#### Location identification items

----------------

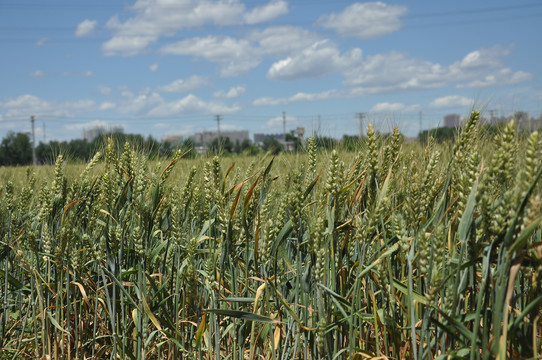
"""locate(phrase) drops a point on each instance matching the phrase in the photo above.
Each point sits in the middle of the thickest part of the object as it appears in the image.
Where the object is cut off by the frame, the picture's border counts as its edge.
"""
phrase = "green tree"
(16, 149)
(222, 145)
(272, 145)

----------------

#### What to do
Return every line of the listing above unchanged, leaving out the pictures.

#### Task output
"""locate(phrase) drops a point on each instance matching the phrase in the photo above.
Each point sits in the middle of the thickest part of the object as it appears in the image.
Where the object is cut off by the frame, the picture's border counts as its edge.
"""
phrase = "green tree"
(16, 149)
(222, 145)
(272, 145)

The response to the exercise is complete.